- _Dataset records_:
--------------------------------

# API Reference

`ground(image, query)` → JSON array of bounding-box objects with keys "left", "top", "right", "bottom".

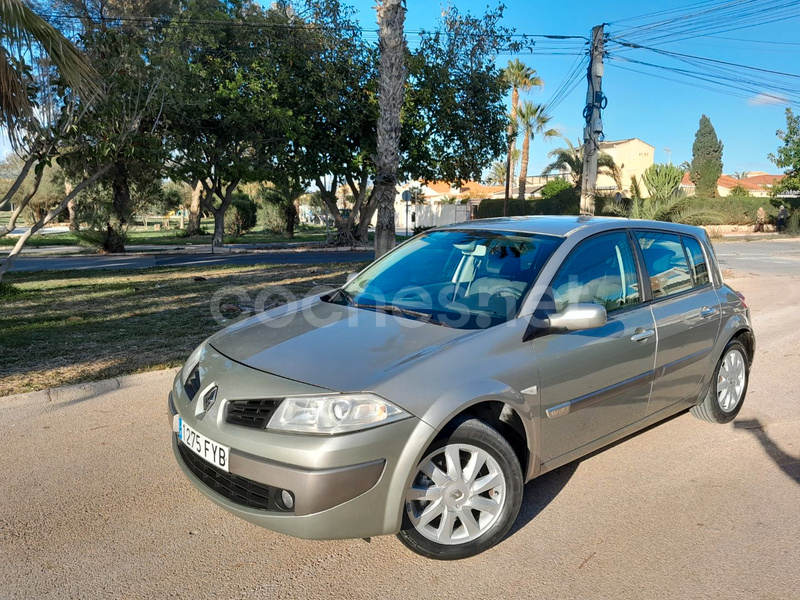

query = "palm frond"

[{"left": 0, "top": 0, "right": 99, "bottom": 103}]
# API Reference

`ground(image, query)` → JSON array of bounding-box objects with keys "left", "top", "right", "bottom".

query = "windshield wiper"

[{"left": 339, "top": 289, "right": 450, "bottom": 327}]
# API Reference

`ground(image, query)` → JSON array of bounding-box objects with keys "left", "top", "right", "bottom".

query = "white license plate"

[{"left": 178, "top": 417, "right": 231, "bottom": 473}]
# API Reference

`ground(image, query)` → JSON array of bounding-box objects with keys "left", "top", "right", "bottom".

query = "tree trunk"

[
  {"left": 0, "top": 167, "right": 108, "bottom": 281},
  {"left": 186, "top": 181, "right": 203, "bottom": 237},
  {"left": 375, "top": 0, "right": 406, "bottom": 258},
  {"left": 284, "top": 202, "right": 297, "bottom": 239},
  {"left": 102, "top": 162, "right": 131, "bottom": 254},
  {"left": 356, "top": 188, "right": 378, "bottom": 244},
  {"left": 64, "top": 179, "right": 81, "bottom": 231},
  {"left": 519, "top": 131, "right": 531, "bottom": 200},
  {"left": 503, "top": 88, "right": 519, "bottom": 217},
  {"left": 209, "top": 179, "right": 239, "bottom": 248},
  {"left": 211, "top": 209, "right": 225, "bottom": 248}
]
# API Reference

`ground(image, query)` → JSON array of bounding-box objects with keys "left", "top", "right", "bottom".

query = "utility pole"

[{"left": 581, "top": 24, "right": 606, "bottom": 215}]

--------------------------------

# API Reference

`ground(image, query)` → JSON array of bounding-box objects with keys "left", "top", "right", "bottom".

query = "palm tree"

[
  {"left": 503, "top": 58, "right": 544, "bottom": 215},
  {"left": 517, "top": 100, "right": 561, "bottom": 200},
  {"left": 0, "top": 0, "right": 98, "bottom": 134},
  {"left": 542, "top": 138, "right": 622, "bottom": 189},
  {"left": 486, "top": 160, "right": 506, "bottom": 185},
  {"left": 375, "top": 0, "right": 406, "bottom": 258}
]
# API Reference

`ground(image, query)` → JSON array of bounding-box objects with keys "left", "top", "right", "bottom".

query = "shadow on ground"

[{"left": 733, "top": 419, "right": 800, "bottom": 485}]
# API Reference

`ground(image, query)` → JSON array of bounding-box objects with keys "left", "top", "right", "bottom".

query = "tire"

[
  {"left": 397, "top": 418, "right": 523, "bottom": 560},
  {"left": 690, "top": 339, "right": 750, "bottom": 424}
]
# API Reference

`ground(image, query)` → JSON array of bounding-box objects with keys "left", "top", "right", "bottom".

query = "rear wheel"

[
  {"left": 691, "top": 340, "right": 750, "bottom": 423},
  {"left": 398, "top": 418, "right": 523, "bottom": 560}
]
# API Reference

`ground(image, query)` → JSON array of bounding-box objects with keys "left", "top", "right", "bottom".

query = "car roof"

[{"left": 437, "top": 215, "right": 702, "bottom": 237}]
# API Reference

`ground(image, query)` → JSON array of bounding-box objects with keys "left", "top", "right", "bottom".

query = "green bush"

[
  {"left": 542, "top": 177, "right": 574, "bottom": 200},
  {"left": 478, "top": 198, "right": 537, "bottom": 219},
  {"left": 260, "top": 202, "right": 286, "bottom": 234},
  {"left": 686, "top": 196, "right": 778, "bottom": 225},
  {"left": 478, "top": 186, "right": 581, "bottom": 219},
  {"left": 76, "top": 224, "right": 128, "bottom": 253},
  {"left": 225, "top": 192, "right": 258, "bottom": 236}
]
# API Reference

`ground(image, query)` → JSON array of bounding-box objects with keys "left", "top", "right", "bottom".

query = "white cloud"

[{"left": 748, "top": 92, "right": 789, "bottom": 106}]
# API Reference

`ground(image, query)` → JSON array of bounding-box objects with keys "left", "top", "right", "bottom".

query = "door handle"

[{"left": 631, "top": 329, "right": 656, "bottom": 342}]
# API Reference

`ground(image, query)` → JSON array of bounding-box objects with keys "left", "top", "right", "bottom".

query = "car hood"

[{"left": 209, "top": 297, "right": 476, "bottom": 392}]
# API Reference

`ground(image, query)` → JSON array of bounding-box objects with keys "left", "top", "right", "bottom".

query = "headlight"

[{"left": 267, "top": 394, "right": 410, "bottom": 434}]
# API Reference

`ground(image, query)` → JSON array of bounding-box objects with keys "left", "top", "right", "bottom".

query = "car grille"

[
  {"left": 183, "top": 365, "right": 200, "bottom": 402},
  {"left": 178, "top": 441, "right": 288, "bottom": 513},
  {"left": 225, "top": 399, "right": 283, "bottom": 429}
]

--------------------------------

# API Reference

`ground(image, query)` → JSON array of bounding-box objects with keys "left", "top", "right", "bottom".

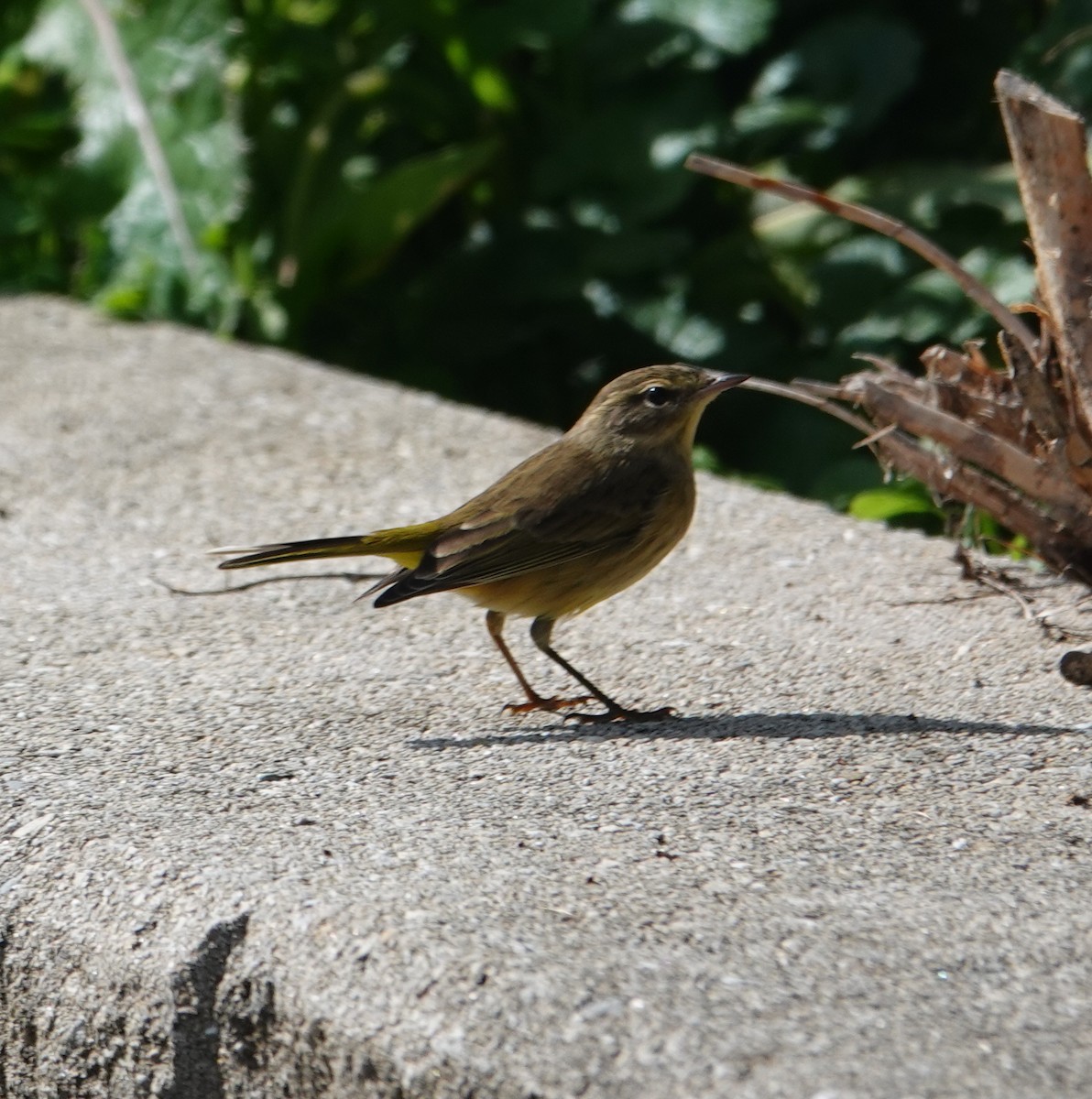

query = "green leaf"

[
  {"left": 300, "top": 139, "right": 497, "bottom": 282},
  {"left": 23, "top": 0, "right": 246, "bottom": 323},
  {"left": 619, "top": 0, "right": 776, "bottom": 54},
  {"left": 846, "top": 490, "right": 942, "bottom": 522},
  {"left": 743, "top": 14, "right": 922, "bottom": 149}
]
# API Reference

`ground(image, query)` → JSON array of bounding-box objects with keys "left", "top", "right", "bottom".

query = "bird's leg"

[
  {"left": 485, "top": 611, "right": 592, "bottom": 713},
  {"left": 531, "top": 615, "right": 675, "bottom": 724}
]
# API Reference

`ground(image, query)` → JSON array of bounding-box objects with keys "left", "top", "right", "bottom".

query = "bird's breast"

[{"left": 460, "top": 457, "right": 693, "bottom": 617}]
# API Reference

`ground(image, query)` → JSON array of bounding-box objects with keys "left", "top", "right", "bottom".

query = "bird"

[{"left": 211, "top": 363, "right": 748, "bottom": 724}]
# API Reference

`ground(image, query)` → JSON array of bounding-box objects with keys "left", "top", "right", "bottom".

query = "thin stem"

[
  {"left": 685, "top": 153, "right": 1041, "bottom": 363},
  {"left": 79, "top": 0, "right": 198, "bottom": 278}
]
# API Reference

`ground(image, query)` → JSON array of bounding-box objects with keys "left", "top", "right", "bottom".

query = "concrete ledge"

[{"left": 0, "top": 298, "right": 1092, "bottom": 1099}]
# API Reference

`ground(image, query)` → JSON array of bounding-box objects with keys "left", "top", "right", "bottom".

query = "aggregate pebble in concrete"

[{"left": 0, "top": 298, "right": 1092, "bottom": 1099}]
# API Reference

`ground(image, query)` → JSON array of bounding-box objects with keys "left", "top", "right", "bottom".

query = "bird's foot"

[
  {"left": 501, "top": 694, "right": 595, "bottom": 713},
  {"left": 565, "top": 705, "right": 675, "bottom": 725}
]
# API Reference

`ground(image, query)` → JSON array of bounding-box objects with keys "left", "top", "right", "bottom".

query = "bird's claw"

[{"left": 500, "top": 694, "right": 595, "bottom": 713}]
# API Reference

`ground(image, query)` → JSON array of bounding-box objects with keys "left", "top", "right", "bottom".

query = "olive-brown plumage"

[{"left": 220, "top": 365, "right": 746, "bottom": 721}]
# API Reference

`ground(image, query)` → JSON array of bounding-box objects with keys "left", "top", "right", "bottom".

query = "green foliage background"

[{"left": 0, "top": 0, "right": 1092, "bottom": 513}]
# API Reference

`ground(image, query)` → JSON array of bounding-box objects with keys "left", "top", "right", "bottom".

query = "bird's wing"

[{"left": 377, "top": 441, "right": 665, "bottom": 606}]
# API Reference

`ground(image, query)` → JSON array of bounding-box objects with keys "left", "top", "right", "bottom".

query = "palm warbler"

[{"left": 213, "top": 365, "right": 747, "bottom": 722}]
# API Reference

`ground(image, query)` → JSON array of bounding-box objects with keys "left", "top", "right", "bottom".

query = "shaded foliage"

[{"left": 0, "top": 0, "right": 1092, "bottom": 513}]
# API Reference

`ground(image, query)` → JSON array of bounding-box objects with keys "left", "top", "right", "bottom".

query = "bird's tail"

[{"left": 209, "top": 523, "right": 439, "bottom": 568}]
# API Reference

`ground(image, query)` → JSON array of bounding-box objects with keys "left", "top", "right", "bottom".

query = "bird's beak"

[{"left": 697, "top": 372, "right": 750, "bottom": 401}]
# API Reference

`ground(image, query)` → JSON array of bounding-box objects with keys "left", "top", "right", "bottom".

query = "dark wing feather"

--------------------------------

- _Objective_: Count the lines of the data above that contain the word "wing" and give only that number.

- _Task result_: 2